→ **WHAT YOU NEED TO DO**: Everything from the line containing "Target: forested hill" to the last line of the data below should be copied word for word, and nothing else.

======== MATERIAL SHOWN ========

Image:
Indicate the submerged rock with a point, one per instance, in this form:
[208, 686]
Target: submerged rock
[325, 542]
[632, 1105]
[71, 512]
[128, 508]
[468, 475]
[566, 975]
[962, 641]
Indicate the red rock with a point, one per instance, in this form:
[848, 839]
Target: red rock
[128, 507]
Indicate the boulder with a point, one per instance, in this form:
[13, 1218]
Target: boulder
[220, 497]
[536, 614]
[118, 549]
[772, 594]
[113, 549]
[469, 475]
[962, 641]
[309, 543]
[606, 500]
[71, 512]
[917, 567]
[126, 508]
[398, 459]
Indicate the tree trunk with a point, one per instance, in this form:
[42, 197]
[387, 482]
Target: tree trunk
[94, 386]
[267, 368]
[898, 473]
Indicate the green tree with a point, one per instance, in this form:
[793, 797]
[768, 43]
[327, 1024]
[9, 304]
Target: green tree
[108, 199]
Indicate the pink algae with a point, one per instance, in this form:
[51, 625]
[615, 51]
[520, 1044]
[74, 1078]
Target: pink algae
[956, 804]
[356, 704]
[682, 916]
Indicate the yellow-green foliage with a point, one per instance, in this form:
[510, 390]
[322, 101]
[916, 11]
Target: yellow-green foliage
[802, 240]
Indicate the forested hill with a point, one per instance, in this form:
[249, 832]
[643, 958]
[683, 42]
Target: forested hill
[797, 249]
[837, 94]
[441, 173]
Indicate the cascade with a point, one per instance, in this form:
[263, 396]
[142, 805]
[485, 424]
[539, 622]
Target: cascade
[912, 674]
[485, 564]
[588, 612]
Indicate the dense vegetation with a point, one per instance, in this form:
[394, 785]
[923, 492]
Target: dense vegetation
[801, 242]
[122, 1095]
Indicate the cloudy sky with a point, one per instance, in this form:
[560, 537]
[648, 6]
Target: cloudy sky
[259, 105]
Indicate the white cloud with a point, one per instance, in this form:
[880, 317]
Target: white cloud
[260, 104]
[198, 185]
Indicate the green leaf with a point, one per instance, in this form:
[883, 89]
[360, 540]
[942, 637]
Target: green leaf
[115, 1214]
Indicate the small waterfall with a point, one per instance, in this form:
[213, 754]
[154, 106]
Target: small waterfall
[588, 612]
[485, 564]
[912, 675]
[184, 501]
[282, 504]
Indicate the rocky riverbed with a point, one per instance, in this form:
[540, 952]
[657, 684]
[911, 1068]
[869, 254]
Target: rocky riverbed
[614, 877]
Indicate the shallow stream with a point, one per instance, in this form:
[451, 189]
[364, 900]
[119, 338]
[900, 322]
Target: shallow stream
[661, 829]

========

→ **TASK SOLUTION**:
Target: forested hill
[797, 249]
[837, 94]
[441, 173]
Indicate the cascade with a point, one per instance, in this form:
[263, 396]
[142, 805]
[485, 424]
[539, 622]
Target: cascade
[912, 674]
[485, 564]
[588, 612]
Indicate the dense vegetation with a point, one per instance, in this form:
[394, 785]
[923, 492]
Target: dense vegetation
[801, 242]
[122, 1095]
Indicate the cloudy sky with a point, one per instance, in this form:
[560, 537]
[648, 6]
Target: cloudy sky
[259, 105]
Indicate the white cloud with a point, one per instance, in this form:
[880, 317]
Target: white cloud
[260, 104]
[198, 185]
Indicate the green leaf with a point, one per instance, in this form:
[883, 89]
[360, 540]
[942, 637]
Target: green leaf
[115, 1214]
Indicate the small waterfall with a point, one per instance, in this form:
[213, 754]
[154, 106]
Target: small waterfall
[588, 612]
[485, 564]
[912, 675]
[184, 501]
[282, 504]
Indicate the rocky riverbed with a point, one per instance, in this form:
[540, 952]
[657, 684]
[911, 1068]
[869, 254]
Target: rocky riverbed
[614, 877]
Indicate the shallow stream with a point, one per instance, in this form:
[451, 189]
[364, 900]
[119, 338]
[900, 322]
Target: shallow stream
[661, 829]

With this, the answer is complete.